--- Source passage Enclosed Below ---
‘You can’t go back home again’ is often said. Now, you may not go back to the office either.
I was catching up on video chat with a friend and former colleague last week, who is the CEO of a nonprofit in western New York. Always a forward thinker, he is actively planning what his organization will look like post-covid. “We are not going back to the office,” he told me. Instead, they will transition to a ‘virtual first’ organization, giving up most their rented offices, retaining just a small space for the back office team and a space for folks to meet if they need to. Supervision will continue to take place over Zoom, and most meetings with clients are held outside the office anyway.
This change makes complete sense and, no doubt, many organizations would have gotten to this point eventually, but the Covid pandemic forced us into proof of concept perhaps decades faster than would have happened otherwise. Now with employees, and more importantly, bosses, being comfortable with work from home, it seems natural to move our workplaces at light speed into cyberspace when possible. And very often, it is possible.
--- End of Enclosed Source passage ---
--- Record extracts Enclosed Below ---
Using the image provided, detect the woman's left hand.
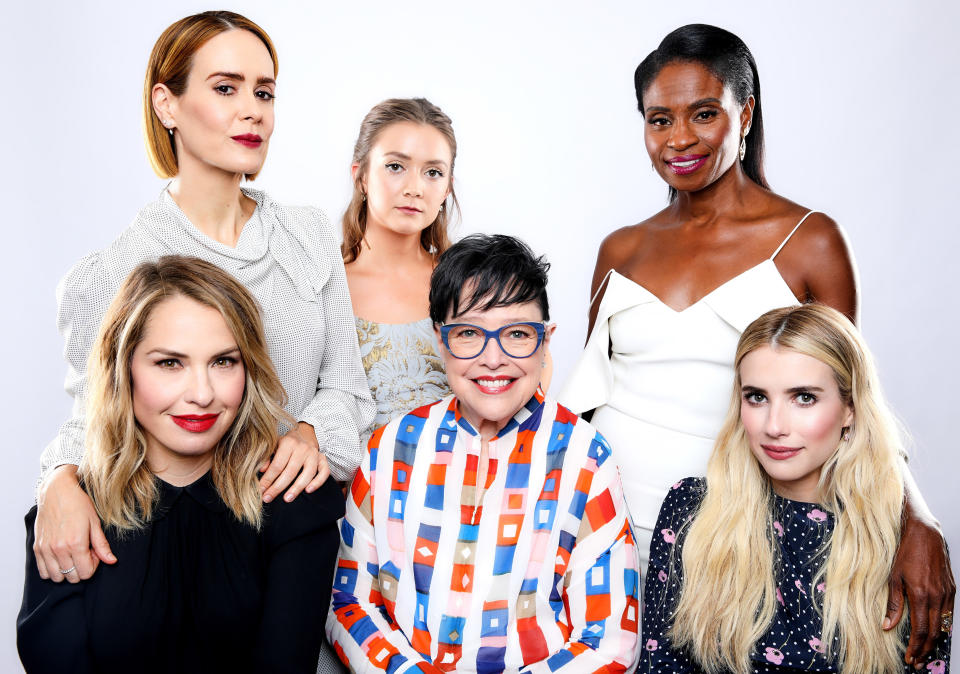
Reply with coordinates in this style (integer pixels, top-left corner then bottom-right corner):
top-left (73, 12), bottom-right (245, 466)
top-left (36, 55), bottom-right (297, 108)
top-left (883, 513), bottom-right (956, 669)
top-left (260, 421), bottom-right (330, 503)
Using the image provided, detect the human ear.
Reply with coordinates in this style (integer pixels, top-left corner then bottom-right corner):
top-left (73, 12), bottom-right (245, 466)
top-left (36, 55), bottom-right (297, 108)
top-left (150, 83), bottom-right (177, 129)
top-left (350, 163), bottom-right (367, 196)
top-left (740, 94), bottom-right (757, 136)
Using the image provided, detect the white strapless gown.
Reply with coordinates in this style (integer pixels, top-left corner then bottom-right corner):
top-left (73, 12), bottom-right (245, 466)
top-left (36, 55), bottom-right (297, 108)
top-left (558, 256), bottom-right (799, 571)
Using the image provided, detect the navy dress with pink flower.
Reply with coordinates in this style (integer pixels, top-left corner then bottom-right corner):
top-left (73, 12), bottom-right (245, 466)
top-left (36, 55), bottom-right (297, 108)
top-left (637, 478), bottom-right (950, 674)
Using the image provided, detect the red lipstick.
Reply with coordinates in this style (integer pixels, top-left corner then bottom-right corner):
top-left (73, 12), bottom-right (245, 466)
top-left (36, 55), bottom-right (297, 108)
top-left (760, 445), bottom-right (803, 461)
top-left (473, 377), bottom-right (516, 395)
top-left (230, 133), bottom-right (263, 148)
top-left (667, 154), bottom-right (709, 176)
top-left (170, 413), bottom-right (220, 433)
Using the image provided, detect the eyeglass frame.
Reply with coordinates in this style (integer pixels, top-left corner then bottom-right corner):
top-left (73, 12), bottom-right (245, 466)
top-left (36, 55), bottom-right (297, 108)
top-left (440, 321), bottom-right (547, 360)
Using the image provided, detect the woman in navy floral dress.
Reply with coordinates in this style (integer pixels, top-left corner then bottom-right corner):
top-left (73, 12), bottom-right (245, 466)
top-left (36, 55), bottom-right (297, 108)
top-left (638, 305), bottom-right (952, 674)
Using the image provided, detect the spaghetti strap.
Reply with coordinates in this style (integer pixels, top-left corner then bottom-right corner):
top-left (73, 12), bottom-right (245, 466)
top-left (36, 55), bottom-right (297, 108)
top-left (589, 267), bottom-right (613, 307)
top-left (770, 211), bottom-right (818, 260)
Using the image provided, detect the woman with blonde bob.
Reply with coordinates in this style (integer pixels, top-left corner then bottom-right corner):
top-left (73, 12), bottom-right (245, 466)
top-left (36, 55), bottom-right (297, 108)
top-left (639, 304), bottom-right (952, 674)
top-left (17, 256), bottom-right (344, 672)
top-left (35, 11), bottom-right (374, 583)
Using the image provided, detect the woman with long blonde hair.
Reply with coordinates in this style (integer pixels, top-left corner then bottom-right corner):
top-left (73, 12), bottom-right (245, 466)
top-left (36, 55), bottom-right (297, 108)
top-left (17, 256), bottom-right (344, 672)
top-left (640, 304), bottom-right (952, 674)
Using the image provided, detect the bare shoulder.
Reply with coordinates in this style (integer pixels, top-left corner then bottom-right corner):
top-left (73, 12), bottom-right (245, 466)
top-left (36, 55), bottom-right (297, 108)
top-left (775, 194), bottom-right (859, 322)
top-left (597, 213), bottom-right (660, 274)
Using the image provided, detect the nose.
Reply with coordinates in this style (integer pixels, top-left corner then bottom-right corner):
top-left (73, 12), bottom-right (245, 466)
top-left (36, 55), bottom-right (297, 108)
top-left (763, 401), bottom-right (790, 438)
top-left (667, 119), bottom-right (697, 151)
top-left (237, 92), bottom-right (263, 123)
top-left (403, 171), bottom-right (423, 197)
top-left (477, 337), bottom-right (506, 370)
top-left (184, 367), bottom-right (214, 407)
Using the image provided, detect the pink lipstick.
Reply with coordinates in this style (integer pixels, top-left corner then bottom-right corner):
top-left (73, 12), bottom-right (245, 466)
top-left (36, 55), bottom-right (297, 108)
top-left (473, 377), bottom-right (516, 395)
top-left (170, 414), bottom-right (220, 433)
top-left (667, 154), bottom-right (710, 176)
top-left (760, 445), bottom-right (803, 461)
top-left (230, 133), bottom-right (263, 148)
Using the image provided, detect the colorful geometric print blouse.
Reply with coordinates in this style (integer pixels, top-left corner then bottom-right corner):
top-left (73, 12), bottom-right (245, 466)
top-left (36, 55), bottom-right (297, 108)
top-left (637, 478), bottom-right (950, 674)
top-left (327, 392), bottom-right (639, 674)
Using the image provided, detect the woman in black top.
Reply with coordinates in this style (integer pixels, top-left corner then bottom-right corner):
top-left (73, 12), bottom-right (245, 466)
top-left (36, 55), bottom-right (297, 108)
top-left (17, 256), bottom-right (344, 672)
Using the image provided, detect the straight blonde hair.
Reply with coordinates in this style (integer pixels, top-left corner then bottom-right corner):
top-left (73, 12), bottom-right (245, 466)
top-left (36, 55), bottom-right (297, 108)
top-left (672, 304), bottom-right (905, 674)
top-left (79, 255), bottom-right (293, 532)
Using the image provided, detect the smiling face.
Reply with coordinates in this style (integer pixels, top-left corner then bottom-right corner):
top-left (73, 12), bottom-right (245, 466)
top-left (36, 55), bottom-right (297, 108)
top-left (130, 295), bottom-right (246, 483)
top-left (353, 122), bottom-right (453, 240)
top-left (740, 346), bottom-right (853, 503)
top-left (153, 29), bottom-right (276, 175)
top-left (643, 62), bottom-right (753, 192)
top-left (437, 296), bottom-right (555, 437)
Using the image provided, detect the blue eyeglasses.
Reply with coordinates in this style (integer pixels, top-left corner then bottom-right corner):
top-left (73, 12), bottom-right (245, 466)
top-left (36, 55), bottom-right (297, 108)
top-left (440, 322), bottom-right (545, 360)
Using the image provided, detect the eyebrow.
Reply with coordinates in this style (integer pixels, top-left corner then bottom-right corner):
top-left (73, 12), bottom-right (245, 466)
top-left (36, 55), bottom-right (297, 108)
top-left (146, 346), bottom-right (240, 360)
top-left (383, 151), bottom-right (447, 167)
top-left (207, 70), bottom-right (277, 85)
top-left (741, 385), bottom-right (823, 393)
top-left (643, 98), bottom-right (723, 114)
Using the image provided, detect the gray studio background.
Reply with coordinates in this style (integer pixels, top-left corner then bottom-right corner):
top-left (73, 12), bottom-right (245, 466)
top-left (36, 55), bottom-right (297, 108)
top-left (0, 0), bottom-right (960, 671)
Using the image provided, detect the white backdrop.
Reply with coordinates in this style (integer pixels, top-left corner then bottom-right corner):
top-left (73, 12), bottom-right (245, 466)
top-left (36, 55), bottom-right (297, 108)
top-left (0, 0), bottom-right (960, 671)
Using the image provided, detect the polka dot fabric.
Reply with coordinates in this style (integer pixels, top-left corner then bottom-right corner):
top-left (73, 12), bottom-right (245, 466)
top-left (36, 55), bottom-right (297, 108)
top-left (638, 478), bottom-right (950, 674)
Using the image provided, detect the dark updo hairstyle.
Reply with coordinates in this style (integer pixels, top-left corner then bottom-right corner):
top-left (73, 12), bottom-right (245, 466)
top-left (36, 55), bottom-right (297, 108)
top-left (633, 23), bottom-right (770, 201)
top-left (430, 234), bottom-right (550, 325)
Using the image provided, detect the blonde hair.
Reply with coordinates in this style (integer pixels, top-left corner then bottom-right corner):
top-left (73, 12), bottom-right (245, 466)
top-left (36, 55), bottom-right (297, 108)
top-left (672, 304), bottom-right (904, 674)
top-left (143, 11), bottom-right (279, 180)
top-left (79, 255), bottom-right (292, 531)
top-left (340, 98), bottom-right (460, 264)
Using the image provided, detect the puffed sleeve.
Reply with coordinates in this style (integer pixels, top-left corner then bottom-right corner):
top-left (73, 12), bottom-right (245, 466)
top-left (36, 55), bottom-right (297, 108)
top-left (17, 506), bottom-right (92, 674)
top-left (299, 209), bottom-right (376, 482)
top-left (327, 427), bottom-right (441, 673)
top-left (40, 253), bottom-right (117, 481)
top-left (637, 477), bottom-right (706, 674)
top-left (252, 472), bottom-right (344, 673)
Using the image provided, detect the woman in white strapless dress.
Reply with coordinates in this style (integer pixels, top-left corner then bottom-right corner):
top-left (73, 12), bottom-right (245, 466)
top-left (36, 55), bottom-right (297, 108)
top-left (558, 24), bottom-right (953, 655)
--- End of Enclosed Record extracts ---
--- Record extracts Enclosed Below ---
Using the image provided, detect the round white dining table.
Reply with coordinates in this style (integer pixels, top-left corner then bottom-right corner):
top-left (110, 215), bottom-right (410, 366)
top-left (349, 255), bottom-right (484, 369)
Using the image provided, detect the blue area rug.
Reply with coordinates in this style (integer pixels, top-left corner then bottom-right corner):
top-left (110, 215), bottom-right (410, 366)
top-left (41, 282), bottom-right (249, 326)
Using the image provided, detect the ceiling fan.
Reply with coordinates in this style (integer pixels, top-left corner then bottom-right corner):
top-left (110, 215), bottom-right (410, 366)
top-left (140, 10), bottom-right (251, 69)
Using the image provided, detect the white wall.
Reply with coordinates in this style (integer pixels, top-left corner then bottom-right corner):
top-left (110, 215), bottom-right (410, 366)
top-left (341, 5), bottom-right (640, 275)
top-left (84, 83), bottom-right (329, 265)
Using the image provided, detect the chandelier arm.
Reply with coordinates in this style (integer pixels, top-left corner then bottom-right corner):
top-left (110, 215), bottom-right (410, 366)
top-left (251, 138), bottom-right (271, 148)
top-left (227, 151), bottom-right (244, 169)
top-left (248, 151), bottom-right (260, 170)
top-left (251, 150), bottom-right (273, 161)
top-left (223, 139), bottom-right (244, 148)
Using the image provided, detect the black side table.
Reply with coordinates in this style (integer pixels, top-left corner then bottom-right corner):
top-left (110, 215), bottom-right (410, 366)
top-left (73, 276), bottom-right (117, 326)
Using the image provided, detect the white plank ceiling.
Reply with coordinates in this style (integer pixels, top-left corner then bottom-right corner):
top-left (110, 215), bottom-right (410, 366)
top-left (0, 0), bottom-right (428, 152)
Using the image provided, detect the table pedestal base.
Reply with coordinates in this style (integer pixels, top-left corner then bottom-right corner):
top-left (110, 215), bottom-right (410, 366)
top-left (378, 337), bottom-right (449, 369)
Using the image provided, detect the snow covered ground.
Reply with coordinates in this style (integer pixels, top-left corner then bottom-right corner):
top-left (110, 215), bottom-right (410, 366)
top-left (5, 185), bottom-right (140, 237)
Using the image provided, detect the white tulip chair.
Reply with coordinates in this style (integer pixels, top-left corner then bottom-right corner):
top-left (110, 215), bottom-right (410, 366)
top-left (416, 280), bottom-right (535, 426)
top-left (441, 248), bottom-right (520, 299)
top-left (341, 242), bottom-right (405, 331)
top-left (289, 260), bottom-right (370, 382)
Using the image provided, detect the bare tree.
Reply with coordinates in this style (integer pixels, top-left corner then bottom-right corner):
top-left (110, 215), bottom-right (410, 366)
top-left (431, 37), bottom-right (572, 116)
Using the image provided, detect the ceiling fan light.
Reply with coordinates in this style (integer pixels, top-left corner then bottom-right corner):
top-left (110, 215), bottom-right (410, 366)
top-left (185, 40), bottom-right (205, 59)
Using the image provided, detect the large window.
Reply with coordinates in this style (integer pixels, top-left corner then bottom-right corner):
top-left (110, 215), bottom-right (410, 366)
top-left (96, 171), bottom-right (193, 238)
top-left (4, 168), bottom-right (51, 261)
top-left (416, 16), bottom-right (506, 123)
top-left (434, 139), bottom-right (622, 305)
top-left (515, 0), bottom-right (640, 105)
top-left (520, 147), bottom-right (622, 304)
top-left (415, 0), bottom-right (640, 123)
--- End of Enclosed Record extracts ---
__Instructions__
1 – Translate this sentence from the essay on offices going virtual into Spanish: "Always a forward thinker, he is actively planning what his organization will look like post-covid."
2 – Resume the essay on offices going virtual after the pandemic, picking up right after its last sentence.

__Responses for each task__
1 – Siempre con visión de futuro, está planificando activamente cómo será su organización después del covid.

2 –
In the early years of my working life, I was able to bicycle to work. It was a wonderful way to commute and even when I biked in the rain, the snow, or cold, it was satisfying. But from 1997-2014, my daily commute was a drive to the metro and a 45 minute train ride each way. Often there would be delays or traffic and my travel time could stretch to 90 minutes or more. A rough estimate is that I spent 8,500 hours commuting over those years. Easily a year of my life spent just going back and forth to work. I got a lot of reading done on the train, and a recent Washington Post article suggests that the commute itself may provide ‘transition time’ with valuable psychological benefits. Still it would have been such a relief if I could have worked from home one or two days a week.
The transformation to virtual organizations is inevitable and unstoppable and yet we should pause for a moment to remember that something will be lost when we are not together with our co-workers 40-50 hours a week.
When I think back on my years working in an office, what strikes me is the variety of the people I had a chance to know and become friends with at work. As has been noted many times in the last months, most of us live in a bubble of our own making. We go to school, marry, become friends, live in neighborhoods, and socialize with people who are much like us. We tend to associate with those who share our political views, our religion, and generally are in our socio-economic class. Most of the time they even ‘look like us’ a euphemism for ‘have a similar skin coloration.’ This certainly has been true for me.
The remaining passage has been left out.